| Task input |
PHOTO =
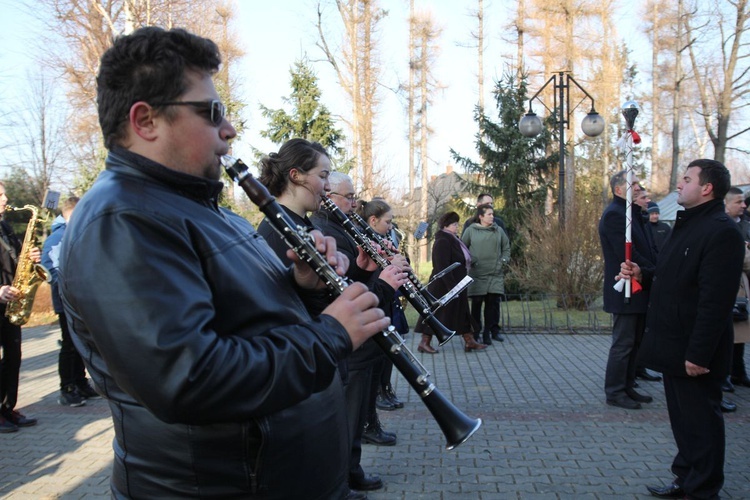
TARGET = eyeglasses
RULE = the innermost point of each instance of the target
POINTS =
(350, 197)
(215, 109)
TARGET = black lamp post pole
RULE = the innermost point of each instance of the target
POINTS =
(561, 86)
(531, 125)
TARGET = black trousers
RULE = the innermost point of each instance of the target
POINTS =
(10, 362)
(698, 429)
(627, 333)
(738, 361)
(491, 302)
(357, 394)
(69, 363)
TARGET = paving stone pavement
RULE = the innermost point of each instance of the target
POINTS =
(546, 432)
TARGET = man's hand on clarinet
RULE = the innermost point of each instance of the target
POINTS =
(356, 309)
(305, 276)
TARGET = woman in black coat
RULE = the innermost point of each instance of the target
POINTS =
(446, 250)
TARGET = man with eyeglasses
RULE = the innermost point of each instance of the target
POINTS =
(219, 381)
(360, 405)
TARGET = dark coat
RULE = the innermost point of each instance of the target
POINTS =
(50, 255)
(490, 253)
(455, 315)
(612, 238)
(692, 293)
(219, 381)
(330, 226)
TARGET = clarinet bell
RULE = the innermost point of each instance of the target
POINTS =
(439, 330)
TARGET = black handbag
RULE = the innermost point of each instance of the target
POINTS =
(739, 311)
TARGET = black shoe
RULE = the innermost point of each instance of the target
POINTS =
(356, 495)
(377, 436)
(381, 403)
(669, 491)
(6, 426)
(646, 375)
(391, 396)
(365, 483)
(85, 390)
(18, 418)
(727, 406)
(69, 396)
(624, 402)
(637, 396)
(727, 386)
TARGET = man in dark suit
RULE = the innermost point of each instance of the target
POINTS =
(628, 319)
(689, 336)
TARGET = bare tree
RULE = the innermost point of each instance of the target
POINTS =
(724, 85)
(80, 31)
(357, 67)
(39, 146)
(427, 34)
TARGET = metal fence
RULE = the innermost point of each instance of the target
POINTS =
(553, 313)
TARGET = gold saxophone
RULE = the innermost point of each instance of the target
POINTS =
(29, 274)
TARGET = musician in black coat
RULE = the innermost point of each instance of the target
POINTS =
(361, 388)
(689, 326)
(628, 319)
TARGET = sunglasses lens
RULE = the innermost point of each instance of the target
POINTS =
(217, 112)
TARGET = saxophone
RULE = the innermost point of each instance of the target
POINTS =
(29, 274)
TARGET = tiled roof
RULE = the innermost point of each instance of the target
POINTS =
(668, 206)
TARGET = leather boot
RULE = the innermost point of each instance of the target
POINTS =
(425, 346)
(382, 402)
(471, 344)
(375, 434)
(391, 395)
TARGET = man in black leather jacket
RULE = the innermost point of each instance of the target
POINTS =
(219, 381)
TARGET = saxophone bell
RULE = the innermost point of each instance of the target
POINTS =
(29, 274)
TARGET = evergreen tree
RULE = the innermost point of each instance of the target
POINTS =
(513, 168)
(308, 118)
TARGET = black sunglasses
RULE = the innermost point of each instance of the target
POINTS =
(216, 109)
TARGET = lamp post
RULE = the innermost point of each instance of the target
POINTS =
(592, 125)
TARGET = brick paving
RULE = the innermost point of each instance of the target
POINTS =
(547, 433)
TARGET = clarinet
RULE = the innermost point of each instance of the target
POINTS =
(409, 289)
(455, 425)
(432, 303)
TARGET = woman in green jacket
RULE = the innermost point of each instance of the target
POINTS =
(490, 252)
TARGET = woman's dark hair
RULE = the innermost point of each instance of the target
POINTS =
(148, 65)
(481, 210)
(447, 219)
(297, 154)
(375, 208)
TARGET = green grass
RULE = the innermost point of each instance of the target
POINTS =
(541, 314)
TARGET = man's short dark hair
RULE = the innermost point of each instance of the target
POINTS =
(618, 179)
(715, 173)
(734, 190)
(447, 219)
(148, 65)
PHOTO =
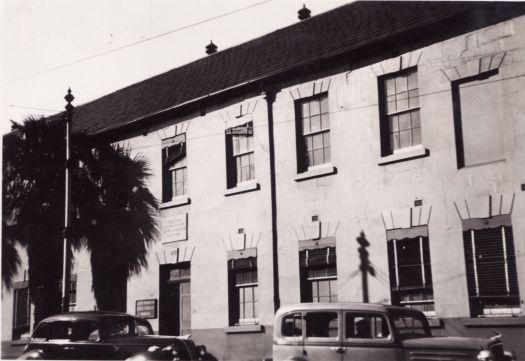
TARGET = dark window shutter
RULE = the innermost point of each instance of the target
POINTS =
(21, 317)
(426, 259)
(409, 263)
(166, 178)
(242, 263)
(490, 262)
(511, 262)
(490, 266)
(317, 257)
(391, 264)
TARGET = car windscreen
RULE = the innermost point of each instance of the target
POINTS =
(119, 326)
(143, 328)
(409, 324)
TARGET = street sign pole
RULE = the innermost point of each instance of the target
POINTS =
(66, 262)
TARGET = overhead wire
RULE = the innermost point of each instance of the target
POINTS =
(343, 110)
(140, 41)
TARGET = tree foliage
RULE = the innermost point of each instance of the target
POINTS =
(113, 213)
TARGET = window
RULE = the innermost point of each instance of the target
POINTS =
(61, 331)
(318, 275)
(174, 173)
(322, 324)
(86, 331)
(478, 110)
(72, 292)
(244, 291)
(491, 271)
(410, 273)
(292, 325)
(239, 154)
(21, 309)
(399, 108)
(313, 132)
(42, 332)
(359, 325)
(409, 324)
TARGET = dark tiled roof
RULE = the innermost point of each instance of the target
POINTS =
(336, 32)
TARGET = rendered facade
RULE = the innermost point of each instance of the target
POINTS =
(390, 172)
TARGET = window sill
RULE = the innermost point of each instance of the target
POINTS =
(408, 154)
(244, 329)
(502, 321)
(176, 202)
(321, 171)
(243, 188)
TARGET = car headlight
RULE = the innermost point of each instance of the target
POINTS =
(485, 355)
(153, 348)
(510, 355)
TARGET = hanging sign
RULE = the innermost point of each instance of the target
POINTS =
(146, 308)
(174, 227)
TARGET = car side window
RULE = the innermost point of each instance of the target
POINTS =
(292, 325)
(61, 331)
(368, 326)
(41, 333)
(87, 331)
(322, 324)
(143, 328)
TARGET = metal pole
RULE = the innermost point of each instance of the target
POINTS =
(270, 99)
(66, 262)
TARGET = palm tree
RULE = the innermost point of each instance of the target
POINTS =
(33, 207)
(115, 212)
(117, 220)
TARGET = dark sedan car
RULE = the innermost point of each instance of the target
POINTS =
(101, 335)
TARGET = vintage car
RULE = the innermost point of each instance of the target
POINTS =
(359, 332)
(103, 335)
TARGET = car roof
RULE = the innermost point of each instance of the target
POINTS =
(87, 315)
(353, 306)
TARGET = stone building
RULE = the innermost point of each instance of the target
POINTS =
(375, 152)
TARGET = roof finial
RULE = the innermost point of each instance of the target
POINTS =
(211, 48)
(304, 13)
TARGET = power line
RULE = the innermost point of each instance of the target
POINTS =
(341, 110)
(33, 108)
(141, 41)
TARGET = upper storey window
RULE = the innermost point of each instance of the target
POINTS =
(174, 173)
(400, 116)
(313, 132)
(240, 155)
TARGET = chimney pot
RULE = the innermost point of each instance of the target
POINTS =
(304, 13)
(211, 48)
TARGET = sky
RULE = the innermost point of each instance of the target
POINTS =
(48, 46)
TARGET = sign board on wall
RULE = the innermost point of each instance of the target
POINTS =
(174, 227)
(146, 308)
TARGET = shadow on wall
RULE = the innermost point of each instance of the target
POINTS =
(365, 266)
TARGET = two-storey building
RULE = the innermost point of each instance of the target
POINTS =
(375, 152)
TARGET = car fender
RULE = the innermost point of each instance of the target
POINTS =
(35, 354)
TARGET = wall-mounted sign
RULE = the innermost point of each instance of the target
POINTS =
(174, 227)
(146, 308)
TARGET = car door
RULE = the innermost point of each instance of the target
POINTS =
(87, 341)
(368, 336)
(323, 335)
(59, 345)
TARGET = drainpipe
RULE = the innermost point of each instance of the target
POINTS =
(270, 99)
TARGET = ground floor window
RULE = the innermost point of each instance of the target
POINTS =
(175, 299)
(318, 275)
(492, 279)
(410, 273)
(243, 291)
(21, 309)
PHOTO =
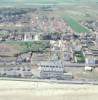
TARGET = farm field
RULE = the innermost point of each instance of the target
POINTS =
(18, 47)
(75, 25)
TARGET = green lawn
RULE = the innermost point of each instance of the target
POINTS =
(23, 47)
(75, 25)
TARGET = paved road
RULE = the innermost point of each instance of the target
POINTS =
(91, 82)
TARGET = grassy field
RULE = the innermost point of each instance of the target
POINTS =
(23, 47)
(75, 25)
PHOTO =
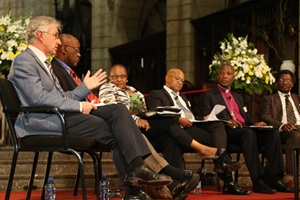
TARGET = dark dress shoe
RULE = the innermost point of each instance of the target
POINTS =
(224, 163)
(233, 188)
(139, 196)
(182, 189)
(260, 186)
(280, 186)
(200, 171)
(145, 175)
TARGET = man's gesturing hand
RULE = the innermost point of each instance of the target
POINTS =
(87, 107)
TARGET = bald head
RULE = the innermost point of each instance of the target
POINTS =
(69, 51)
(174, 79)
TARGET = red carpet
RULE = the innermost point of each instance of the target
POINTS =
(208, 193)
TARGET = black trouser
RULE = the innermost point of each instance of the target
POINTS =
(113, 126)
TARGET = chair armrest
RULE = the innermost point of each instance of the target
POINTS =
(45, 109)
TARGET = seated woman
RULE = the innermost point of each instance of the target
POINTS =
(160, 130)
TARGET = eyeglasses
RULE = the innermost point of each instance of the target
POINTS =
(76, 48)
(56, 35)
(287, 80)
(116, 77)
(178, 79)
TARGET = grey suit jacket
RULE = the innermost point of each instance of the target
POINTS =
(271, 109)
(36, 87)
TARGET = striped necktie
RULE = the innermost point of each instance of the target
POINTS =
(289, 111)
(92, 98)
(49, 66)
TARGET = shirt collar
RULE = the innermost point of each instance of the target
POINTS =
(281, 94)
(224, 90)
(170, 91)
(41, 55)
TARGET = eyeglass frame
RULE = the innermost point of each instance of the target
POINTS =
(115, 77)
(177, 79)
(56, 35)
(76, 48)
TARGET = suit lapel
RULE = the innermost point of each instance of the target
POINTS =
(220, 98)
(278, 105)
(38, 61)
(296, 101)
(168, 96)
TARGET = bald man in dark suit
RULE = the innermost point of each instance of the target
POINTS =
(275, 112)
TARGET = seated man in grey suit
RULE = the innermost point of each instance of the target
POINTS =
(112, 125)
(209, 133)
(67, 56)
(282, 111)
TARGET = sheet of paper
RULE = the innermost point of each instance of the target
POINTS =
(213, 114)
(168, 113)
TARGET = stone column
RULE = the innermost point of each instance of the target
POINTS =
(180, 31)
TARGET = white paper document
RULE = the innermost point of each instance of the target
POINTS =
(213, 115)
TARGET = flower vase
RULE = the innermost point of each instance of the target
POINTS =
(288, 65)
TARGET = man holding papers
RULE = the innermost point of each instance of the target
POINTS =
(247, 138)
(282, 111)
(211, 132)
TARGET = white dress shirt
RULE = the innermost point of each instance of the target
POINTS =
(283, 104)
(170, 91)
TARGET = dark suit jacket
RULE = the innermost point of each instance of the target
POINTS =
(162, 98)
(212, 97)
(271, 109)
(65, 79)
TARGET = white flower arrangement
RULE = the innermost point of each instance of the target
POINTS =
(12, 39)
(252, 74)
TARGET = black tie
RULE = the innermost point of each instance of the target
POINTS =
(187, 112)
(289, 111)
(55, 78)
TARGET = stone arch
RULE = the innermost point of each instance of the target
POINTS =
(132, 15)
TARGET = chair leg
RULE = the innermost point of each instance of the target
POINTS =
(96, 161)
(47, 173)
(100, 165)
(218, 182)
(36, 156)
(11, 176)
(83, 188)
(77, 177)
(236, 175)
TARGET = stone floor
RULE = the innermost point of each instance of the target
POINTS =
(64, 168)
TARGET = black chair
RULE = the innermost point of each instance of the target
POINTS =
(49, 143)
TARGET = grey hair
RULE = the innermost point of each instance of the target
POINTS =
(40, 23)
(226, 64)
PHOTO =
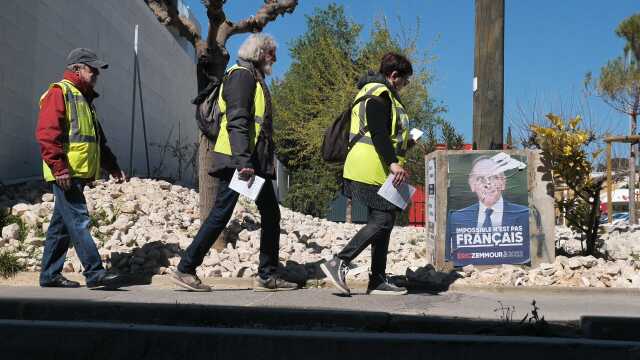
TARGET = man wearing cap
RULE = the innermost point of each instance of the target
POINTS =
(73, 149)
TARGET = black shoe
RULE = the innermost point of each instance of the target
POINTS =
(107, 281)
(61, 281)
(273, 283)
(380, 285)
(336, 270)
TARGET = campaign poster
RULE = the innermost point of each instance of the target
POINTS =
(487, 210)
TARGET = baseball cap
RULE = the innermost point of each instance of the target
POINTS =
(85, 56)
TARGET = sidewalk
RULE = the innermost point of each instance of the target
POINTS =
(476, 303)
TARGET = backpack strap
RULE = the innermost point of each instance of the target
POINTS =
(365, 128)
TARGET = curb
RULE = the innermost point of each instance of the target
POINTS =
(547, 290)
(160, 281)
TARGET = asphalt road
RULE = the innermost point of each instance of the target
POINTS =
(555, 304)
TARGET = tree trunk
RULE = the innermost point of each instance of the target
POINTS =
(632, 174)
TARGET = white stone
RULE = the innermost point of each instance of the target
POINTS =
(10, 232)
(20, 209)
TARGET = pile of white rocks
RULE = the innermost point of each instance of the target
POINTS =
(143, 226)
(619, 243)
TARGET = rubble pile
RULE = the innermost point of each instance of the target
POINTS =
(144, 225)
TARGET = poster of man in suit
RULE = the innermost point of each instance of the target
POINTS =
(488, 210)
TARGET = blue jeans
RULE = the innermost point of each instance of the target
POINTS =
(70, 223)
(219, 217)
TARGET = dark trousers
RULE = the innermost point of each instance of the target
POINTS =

| Work to be completed |
Extract the lines beginning with the one that contains "TARGET = black tie" and ending with the last line of the listing. Keep them exact and drop the pictures.

| Completed task |
TARGET = black tie
RULE = the innermost point of each instance of the target
POINTS =
(187, 112)
(289, 111)
(55, 78)
TARGET = stone arch
RULE = the innermost point of each instance of the target
POINTS =
(132, 15)
TARGET = chair leg
RULE = the innermost point of each instance of the target
POINTS =
(96, 161)
(47, 173)
(100, 165)
(218, 182)
(36, 156)
(11, 176)
(83, 188)
(77, 177)
(236, 175)
TARGET = stone floor
RULE = the innermost point of each instance of the target
POINTS =
(64, 168)
TARGET = black chair
RULE = the innermost point of each instance of the target
POINTS =
(49, 143)
TARGET = grey hair
RULE = the innermost point of each instance of the target
POINTS =
(40, 23)
(226, 64)
PHOTO =
TARGET = man wearing cap
RULE = the innermost point of each instance of the target
POINTS =
(73, 149)
TARGET = black shoe
RULE = the innermost point of each instance of the target
POINTS =
(107, 281)
(61, 281)
(273, 283)
(380, 285)
(336, 270)
TARGET = campaign poster
RULE = the innermost point of each instance of the target
POINTS =
(487, 210)
TARGET = baseball cap
RULE = the innermost point of each instance of the target
POINTS =
(85, 56)
TARGET = sidewalk
RULE = the innermost point of each instance of the target
POINTS =
(476, 303)
TARGET = backpack strap
RULE = the innermost point of each instance of the target
POINTS =
(365, 128)
TARGET = curb
RULE = the innermost point of each instance of the target
POINTS =
(547, 290)
(160, 281)
TARGET = asphalt road
RULE = the innermost point of each instance of the target
POINTS =
(555, 304)
TARGET = tree trunk
RULE = the innermost point of each instance of the target
POINTS =
(632, 174)
TARGET = white stone
RULE = the innermost point of each instance of the target
POINTS =
(10, 232)
(20, 209)
TARGET = pile of white rocks
RULE = the innermost point of each instance of the target
POINTS =
(143, 226)
(619, 243)
TARGET = rubble pile
RULE = the innermost point of each instance of the target
POINTS =
(144, 225)
TARGET = poster of man in suit
RULE = the innermost point of each instance of the target
POINTS =
(488, 210)
TARGET = blue jeans
RULE = the innermost point of each instance of the target
POINTS =
(70, 223)
(219, 217)
TARGET = dark trousers
RULE = the innermost point of each instance of the target
POINTS =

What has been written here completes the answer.